» Prompt 1:
Answer these questions from the post below:
(a) At which restaurant did the writer have breakfast?
(b) What protected Jeffery when the tiger clawed at him?
(c) What did the writer buy at City Creek?

Wednesday, March 28, 2012

It all started with breakfast...

Today I woke up and went to breakfast at Kneaders with Jeffery and Kelly. Little did I know at that time what my day would end up to be.

Some how the conversation of the zoo came up and we all decided we would go. I did have class but decided the zoo was more important. So we hopped into my car and off we went!

The weather was nice, the zoo not too crowded and the animals were on their best behavior. Jeffery almost lost his life when a tiger clawed at him...only protected by a glass window.

We had extra time before we had to get back so we decided to go to City Creek...why not? And yes, this was my second time there. That place is magical. As soon as I walk on the grounds it's like a different world. I bought a new shirt and ate good food.

We then drove home. What a day! Hope you enjoy the pictures of the animals!

» Items:
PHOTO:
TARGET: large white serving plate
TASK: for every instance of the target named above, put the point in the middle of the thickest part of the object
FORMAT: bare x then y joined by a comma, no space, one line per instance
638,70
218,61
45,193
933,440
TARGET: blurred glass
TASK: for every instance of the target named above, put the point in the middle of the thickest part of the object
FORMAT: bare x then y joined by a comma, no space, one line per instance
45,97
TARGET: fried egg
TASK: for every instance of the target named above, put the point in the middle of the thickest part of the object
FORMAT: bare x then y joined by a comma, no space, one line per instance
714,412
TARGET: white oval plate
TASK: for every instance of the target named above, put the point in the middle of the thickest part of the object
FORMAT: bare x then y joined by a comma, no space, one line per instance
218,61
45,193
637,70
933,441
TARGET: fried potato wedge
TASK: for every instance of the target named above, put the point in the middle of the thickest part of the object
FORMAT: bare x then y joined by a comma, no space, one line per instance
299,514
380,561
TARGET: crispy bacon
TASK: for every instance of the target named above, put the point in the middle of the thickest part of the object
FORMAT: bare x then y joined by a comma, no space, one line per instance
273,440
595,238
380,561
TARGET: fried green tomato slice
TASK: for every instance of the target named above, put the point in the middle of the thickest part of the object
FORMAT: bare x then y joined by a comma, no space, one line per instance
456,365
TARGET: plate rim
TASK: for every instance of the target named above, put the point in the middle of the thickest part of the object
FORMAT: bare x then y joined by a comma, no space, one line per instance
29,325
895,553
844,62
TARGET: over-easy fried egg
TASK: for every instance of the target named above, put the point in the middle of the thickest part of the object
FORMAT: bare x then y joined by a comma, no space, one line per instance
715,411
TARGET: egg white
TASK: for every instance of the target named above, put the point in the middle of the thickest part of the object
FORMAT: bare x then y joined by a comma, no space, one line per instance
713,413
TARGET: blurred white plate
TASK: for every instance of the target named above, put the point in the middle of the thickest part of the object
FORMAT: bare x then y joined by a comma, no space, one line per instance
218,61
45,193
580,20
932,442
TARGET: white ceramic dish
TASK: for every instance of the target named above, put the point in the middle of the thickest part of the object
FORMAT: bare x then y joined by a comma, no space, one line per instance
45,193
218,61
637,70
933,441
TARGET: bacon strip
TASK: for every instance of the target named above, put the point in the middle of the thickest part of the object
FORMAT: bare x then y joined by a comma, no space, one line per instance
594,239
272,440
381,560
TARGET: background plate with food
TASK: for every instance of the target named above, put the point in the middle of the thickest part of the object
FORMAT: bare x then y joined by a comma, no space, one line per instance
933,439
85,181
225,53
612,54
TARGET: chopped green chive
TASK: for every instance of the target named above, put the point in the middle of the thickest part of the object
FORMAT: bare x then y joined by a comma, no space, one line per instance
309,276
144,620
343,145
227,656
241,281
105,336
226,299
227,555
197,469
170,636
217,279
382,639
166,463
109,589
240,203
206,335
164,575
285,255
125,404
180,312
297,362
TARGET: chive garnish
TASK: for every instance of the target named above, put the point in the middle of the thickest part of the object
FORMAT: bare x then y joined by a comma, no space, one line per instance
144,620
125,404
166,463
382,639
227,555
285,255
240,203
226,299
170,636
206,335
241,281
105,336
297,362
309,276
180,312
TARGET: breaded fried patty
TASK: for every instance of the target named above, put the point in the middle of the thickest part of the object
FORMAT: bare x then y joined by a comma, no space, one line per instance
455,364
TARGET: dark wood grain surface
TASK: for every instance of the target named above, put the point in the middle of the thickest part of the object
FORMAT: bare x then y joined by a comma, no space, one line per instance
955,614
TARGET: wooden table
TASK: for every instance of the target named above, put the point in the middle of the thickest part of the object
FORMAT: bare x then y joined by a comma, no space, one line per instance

» Prompt 2:
Extract every line of the listing above that contains the string "chive". Case counts.

» Written answer 1:
(a) Kneaders
(b) A glass window
(c) A new shirt

» Written answer 2:
TARGET: chopped green chive
TARGET: chive garnish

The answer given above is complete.